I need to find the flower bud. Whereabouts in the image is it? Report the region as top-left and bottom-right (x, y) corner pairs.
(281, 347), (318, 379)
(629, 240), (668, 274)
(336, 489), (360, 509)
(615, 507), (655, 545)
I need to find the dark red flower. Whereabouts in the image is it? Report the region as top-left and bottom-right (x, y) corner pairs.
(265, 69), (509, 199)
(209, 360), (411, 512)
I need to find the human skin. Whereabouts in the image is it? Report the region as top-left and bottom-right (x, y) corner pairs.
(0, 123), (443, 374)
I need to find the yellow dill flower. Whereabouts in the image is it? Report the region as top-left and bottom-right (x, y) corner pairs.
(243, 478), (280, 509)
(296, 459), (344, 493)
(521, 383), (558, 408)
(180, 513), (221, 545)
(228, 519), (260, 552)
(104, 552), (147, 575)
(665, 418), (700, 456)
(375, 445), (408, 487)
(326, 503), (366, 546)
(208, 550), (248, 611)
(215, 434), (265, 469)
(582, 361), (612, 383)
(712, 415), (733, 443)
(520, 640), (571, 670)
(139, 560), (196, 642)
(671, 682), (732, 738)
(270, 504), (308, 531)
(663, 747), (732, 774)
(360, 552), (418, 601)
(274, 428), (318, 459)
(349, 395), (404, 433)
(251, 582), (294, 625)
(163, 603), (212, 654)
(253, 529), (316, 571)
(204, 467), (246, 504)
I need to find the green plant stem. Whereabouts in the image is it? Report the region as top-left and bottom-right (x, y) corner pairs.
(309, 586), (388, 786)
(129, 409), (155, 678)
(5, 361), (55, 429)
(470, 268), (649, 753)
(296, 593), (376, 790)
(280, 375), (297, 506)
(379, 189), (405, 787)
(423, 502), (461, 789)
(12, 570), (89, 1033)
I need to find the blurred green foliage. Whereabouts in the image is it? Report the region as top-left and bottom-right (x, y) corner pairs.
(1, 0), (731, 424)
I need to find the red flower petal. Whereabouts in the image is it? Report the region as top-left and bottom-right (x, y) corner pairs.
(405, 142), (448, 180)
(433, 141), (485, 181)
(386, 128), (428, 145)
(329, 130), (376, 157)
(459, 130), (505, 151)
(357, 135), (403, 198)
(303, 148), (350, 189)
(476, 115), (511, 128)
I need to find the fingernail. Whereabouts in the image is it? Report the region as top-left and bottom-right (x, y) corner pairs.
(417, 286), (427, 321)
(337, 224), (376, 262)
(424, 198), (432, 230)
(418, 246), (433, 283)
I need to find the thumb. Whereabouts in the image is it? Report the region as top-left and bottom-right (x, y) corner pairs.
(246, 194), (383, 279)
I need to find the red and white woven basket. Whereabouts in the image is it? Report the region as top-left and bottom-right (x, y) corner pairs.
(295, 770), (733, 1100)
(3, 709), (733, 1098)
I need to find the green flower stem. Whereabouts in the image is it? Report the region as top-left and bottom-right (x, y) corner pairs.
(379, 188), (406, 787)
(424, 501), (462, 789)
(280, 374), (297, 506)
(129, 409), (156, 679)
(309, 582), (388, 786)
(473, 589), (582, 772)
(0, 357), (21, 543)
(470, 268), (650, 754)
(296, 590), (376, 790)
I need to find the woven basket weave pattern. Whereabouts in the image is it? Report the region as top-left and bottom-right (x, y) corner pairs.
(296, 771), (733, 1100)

○ ○ ○ ○

YOUR ASSIGNMENT
Each of the records should be written out precisely as given.

RESPONSE BOX
I need to find the flower bud. Whereabouts in the image is it? Report the region as top-left and bottom-right (x, y) corner pairs.
(281, 347), (318, 379)
(629, 240), (668, 274)
(336, 489), (360, 509)
(615, 507), (655, 545)
I need to find the dark red flower. Whereabouts in the image is it? Report the region as top-left and bottom-right (x, y) corner pairs.
(265, 69), (509, 199)
(209, 360), (411, 512)
I need to find the human skin. Whereabouts in the image is it? Report the region as top-left and bottom-right (x, y) corner pairs.
(0, 123), (443, 374)
I need to find the yellow dill flower. Whereabouts in the image is it? Report the region as top-left and bottom-right (x, y) corner pairs.
(243, 478), (280, 509)
(296, 459), (344, 493)
(521, 383), (558, 408)
(180, 513), (221, 545)
(228, 519), (260, 552)
(104, 552), (147, 575)
(665, 418), (700, 456)
(375, 445), (408, 487)
(326, 503), (366, 546)
(208, 550), (248, 611)
(215, 434), (265, 469)
(582, 361), (612, 383)
(712, 415), (733, 443)
(520, 640), (571, 670)
(139, 560), (196, 642)
(671, 682), (732, 738)
(270, 504), (308, 531)
(663, 747), (732, 774)
(360, 552), (418, 601)
(274, 428), (318, 459)
(349, 395), (404, 433)
(251, 582), (294, 625)
(163, 603), (212, 654)
(253, 529), (316, 571)
(204, 467), (246, 504)
I need to find the green plant stem. Whereabouts in the image is it? Report the region as top-left and bottom-right (x, y) corner pairs.
(309, 586), (388, 786)
(129, 409), (155, 678)
(5, 361), (55, 429)
(470, 268), (649, 753)
(296, 593), (376, 790)
(280, 375), (297, 506)
(379, 189), (405, 787)
(423, 502), (461, 789)
(12, 570), (89, 1033)
I need to find the blurred green foliage. Whereabouts in the image is it? Report the region as top-left and bottom-right (x, y) corner pairs.
(1, 0), (731, 424)
I need to find the red flower petal. Whereabouts in the image is it? Report the region as top-left and bottom-right (x, y) corner pairs.
(405, 142), (448, 180)
(433, 141), (485, 181)
(386, 128), (428, 145)
(329, 130), (376, 157)
(459, 130), (505, 151)
(357, 135), (403, 198)
(303, 148), (350, 189)
(476, 115), (511, 128)
I need to find the fingernail. Whereabouts in the image is it? Report the region as top-left and bottom-right (x, y) corner pairs.
(417, 286), (427, 321)
(337, 224), (376, 262)
(424, 198), (432, 230)
(418, 246), (433, 283)
I need to find the thumb. Whereabouts in the image is it? Report the region as top-left and bottom-right (x, y) corner pairs.
(246, 194), (383, 279)
I need to find the red and white woven basket. Whereabouts in the image is it? Report the region as top-left and bottom-right (x, y) corner pairs.
(295, 770), (733, 1100)
(3, 709), (733, 1098)
I need to find the green flower stem. Whereabouts in the image is it? Report the region as top-left and bottom-right (x, y) corner pairs.
(379, 188), (406, 787)
(424, 501), (462, 789)
(280, 374), (297, 506)
(129, 409), (156, 679)
(309, 582), (388, 786)
(473, 589), (582, 772)
(0, 357), (21, 543)
(470, 268), (650, 754)
(296, 590), (376, 790)
I need to find the woven basket weave pattern. Whereabouts in the image is it? Report the region as top-left and bottom-right (x, y) corner pairs.
(296, 771), (733, 1100)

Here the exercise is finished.